Problem requirements ::
Retype the lines below verbatim, everything from the line containing "Each instance of the green" down to the last line, inclusive.

Excerpts from a point labeling dataset
--- Start ---

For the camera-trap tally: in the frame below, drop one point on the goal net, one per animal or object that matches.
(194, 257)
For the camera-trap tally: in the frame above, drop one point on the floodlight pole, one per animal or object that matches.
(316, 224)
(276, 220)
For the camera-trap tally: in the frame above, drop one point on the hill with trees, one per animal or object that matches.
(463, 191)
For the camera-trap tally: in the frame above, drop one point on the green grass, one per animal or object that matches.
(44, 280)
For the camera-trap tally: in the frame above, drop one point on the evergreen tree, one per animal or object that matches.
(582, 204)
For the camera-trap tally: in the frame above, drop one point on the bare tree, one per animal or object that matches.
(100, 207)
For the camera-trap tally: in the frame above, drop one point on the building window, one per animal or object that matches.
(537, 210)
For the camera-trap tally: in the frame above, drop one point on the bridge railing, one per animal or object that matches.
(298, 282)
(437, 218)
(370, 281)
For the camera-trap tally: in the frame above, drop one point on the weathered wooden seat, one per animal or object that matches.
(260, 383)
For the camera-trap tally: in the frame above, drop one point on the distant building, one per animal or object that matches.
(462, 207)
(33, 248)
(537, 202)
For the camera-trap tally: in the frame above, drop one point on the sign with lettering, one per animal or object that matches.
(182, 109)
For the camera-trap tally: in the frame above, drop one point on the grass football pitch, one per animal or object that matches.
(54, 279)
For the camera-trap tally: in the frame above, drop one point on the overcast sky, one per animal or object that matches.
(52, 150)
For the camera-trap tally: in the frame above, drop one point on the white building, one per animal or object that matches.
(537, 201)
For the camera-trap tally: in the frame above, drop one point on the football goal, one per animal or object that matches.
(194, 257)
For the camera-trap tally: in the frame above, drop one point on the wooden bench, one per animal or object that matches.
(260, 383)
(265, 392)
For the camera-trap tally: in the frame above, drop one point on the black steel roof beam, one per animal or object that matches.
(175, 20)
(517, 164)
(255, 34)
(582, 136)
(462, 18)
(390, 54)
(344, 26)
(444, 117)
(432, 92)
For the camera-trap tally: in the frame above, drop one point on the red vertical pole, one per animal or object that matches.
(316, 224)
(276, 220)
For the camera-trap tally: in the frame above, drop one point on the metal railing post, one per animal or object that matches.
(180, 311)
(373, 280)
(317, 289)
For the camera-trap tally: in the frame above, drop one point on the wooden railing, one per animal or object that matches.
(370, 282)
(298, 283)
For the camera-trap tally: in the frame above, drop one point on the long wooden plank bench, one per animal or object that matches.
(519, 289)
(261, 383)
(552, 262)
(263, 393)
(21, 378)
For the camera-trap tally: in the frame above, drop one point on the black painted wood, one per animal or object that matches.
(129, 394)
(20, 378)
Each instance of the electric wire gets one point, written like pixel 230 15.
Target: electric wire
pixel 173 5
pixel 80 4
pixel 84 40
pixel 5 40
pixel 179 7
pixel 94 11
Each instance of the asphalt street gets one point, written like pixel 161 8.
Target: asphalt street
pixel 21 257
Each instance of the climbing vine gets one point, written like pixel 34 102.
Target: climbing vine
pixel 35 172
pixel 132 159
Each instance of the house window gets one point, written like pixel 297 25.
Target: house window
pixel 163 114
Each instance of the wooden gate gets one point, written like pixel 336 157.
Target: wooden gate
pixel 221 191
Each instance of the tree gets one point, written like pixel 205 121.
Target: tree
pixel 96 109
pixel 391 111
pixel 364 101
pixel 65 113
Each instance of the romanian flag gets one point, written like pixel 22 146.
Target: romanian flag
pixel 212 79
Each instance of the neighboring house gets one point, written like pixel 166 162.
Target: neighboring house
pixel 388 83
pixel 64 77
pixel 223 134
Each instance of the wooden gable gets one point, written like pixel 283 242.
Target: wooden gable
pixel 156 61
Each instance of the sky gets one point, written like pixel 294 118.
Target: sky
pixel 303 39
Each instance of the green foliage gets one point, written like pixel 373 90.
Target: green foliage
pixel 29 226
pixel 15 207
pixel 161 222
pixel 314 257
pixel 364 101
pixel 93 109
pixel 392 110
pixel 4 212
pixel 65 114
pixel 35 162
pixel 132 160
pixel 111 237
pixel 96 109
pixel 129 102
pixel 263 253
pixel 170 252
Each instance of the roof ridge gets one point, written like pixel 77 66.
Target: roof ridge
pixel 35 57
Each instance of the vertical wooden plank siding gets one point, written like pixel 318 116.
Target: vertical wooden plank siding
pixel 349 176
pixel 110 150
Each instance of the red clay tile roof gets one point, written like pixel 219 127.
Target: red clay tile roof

--- End ---

Output for this exercise ::
Each instance of the green foliage gets one point, written like pixel 373 90.
Target: green foliage
pixel 29 226
pixel 15 207
pixel 161 222
pixel 314 257
pixel 364 101
pixel 93 109
pixel 392 110
pixel 4 212
pixel 65 114
pixel 35 162
pixel 132 160
pixel 111 237
pixel 96 109
pixel 129 102
pixel 263 253
pixel 170 252
Each instance of the roof ridge gets one point, written like pixel 77 66.
Target: roof ridge
pixel 35 57
Each instance of the vertical wooden plank siding gets one point, written like pixel 318 116.
Target: vertical wooden plank siding
pixel 349 176
pixel 110 150
Each instance of the red clay tile roof gets one point, written like pixel 219 127.
Target: red clay tile roof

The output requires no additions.